### [Texto de leitura]
++++++++
Um dos livros de divulgação científica mais bem sucedidos do ponto de vista comercial no século XX foi The Worldly Philosophers, de Robert Heilbroner, uma história do pensamento econômico (título, aliás, que a obra ganhou no Brasil) concentrada na vida e nas épocas de grandes economistas ao longo da história dessa ciência relativamente recente. A palavra “worldly” do título foi traduzida na edição brasileira da editora Abril Cultural (que depois se tornaria Nova Cultural) como “profano”, o que gera uma razoável confusão por remeter, de modo automático, à oposição com “sagrado”, e não com “idealismo”, “metafísica” ou até mesmo “físico” numa escala de grandezas e não das miudezas mundanas que formariam o tema dessa ciência bastante pragmática, no entendimento de Heilbroner:
“Todos eram fascinados pelo mundo ao seu redor, por sua complexidade e sua aparente desordem, pela crueldade que tantas vezes se mascara de hipocrisia e pelo sucesso do qual muitos nem sequer se davam conta. Todos eram absorvidos pelo comportamento de seu companheiro homem, primeiro pelo modo que ele criava a riqueza, depois pelo modo que ele passava por cima do vizinho a fim de se apoderar do seu quinhão. Eis por que eles podem ser chamados de filósofos profanos, pois buscavam encerrar em um esquema de filosofia a mais profana das atividades humanas — a luta pela riqueza”.
Publicado em 1952, o livro é escrito em uma linguagem acessível e sua abordagem metodológica claramente deve algo aos modelos de Will Durant, com seu A História da Filosofia (1926) e Bertrand Russell, com seu História da Filosofia Ocidental (1945). É, portanto, também vulnerável às mesmas críticas feitas a esses dois livros anteriores, principalmente o grau de arbitrariedade conservadora com que escolhe seus marcos (Adam Smith, Malthus, Ricardo, Marx, Keynes, Schumpeter) e, principalmente, suas omissões.
Presente perpétuo
Outra questão possível com o livro é como, economista ele próprio, Heilbroner claramente enche a bola de seu próprio campo com a mesma boa e velha lenda que todo economista regurgita desde que essa ciência se tornou a língua franca do “mercado”: a economia é a ciência que desvendou um processo natural inexorável subterrâneo aos sistemas de trocas entre indivíduos e comunidades, que é muitas vezes definido como “a mão invisível do mercado”, usando uma expressão fundadora do já mencionado Adam Smith.
++++++++
### [Registros exibidos]

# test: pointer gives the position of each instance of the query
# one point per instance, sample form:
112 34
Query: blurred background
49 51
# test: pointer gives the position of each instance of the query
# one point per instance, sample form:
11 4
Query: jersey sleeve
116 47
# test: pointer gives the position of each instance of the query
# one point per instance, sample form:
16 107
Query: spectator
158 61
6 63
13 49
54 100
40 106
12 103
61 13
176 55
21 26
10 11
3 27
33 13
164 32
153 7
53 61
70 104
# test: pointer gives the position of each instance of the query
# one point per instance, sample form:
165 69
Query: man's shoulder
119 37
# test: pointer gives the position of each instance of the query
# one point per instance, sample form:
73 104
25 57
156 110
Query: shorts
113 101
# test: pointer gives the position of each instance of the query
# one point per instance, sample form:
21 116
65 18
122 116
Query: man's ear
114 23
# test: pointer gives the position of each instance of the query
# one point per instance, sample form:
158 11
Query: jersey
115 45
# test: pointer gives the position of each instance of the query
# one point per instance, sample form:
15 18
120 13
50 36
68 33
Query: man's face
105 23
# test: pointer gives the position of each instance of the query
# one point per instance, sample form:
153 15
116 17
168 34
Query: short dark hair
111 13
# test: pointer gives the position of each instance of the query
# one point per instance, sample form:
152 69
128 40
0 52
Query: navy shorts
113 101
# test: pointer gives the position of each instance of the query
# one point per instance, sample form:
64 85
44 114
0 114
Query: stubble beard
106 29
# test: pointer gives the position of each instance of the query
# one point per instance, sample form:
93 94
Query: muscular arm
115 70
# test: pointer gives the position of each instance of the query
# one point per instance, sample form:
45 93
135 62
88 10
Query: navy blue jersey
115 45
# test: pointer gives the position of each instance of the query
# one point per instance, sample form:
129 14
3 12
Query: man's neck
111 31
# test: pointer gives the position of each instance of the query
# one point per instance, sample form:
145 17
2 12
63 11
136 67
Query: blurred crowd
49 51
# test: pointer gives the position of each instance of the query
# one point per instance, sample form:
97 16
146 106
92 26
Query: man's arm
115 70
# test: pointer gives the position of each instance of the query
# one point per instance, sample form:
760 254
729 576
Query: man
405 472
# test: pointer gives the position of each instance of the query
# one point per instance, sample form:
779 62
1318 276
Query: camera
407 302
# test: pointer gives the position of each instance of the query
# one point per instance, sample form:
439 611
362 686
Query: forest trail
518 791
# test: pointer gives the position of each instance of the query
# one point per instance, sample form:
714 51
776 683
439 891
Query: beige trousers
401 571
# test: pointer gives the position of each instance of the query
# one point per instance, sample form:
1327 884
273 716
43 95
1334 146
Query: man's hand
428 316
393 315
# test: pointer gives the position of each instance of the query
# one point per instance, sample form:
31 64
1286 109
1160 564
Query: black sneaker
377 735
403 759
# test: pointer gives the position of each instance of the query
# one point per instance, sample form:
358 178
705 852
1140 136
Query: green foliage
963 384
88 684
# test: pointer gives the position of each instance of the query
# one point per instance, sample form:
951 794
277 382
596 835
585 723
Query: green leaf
++++++++
### [Tarefas propostas]
A – Reescreva tudo desde "Presente perpétuo" até "mencionado Adam Smith." no texto de leitura, substituindo "Heilbroner" por "o autor".
B – Diga se cada afirmação abaixo concorda com o texto de leitura, respondendo sim ou não e citando literalmente as palavras do texto que decidem a questão.
(i) O livro foi publicado em 1952.
(ii) A edição brasileira saiu desde o início pela editora Nova Cultural.
(iii) Bertrand Russell publicou História da Filosofia Ocidental em 1926.

### [Respostas por tarefa]
A –
Presente perpétuo
Outra questão possível com o livro é como, economista ele próprio, o autor claramente enche a bola de seu próprio campo com a mesma boa e velha lenda que todo economista regurgita desde que essa ciência se tornou a língua franca do “mercado”: a economia é a ciência que desvendou um processo natural inexorável subterrâneo aos sistemas de trocas entre indivíduos e comunidades, que é muitas vezes definido como “a mão invisível do mercado”, usando uma expressão fundadora do já mencionado Adam Smith.

B –
(i) Sim: "Publicado em 1952".
(ii) Não: "da editora Abril Cultural (que depois se tornaria Nova Cultural)".
(iii) Não: "Bertrand Russell, com seu História da Filosofia Ocidental (1945)".